# Requests
1. According to the piece on governors' pardons, what age of criminal responsibility does Cuomo's "Raise the Age" agenda aim for?
2. Carry on the piece on governors' pardons past its final paragraph.

# Quoted passage
-=-=-
In what is typically a politically risky move, six state governors recently granted pardons and commutations to hundreds of current and former prisoners. In California, Indiana, Kentucky, New York, Arkansas and Vermont, more than 500 pardons were granted along with another 20 commutations or grants of clemency.
In January 2017, outgoing Vermont Governor Peter Shumlin pardoned 192 people convicted of non-violent marijuana offenses. The state decriminalized marijuana in 2013 but has yet to legalize it. According to Shumlin, the collateral consequences of a minor drug conviction are severe and in some cases unwarranted.
“When you look at the Vermonters who are sitting out there with criminal records because they have had an ounce or less of marijuana – could have happened in the 1960s, 1970s, 1980s – there’s thousands of them,” Shumlin stated.
Pardoning any criminal, even low-level drug offenders, is always politically dangerous. But experts believe that shifts in public opinion have rendered such actions more acceptable for lawmakers.
“What he’s doing is, it’s almost unimaginably safe [from criticism] if you think in terms of 40 years ago,” P.S. Ruckman, Jr., a professor of political science at Rock Valley College in Illinois, told the Christian Science Monitor. “It’s highly significant. I think it’s likely we’ll see more of it.”
In New York, Governor Andrew Cuomo granted 101 conditional pardons, five full pardons and 12 clemencies in December 2016. The pardons were made to advance Cuomo’s “Raise the Age” agenda, which seeks to lift the age of criminal responsibility from 16 to 18 years old, thereby removing some of the impediments faced by people convicted of nonviolent crimes as minors – such as barriers to employment, college and occupational licenses.
“Those New Yorkers have spent at least a decade proving their rehabilitation, but have been unable to fully reenter society due to the stigma of conviction and the barriers that come with it,” Cuomo said, adding that the pardons were intended to grant the former prisoners “a second chance to live up to their full potential, provide for their families and give back to their communities.”
But as the political acceptability of clemency rises, so do concerns as to its irregular and sporadic usage.
“If sentencing is going on regularly, and people are in prison regularly, and if people are rehabilitating themselves and living as law abiding citizens from day to day, then clemency should be going regularly as well,” noted Professor Ruckman, referring specifically to the pardons in Vermont. He added: “It’s the elephant in the room. When you say, just before you leave office, 192 people deserve this second break. Did they just deserve it yesterday? Is that when it happened?”
-=-=-
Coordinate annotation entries

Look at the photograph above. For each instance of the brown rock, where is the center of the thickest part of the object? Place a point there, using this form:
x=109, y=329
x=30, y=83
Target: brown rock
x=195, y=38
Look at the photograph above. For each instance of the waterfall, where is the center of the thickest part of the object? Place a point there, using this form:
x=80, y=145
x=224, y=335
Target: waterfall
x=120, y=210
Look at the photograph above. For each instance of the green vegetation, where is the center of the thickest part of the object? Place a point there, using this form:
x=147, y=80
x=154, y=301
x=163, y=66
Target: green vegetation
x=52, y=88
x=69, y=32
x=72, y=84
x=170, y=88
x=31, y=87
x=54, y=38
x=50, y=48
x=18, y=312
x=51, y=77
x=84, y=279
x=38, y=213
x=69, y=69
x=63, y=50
-=-=-
# Response list
1. It seeks to raise the age of criminal responsibility from 16 to 18 years old.

2.
Other governors have been forthcoming with grants of clemency, too, including California Governor Jerry Brown, who granted 112 pardons and one commutation in December 2016. [See: PLN, Feb. 2017, p.51]. In April 2017, Brown announced another 72 pardons and seven commutations, then nine more commutations in August.
The pardon process in California starts with an application submitted to the governor. The governor’s office determines which applicants are eligible, and those who are may then obtain a Certificate of Rehabilitation – an order from a state superior court recognizing that a former prisoner has been rehabilitated.
The pardons issued by Governor Brown all went to people who had completed their sentences; most had been convicted of drug-related or other non-violent crimes. Three went to honorably discharged immigrant veterans who had been promised citizenship in exchange for their service, but whose convictions put them at risk of deportation.
Unlike a pardon, commutations in California essentially fast-track the process for a prisoner to appear before the Board of Parole Hearings, which then makes a determination as to whether he or she should be released.
In February 2017, Governor Eric Holcomb of Indiana announced he had decided to pardon Keith Cooper, 50, whom he believed had been wrongly convicted of robbery. Holcomb cited the state parole board’s support for the pardon, along with the backing of the prosecutor and witnesses in the case.
While serving as Indiana’s governor, Vice-President Mike Pence had declined to pardon Cooper, who accepted a deal to withdraw his claim of innocence in exchange for being released from prison.
Elliot Slosar, Cooper’s attorney, accused Pence of putting “his own political fame and desires in front of exonerating a wrongfully convicted human being,” adding, “[i]t’s disgraceful in light of the fact that he’s the second person in command of this nation – somebody who doesn’t have the courage to stand up for what’s right, for what’s just.”
Cooper filed a wrongful conviction suit in federal court on November 6, 2017.
Meanwhile, in July 2017, Kentucky Governor Matt Bevin pardoned ten people. “My office receives many requests for pardons,” he stated. “All of them are in the process of being carefully reviewed. After much deliberation, I believe that unique circumstances warrant executive action for these 10 men and women. There will be additional pardons granted, as warranted, in the months and years ahead.”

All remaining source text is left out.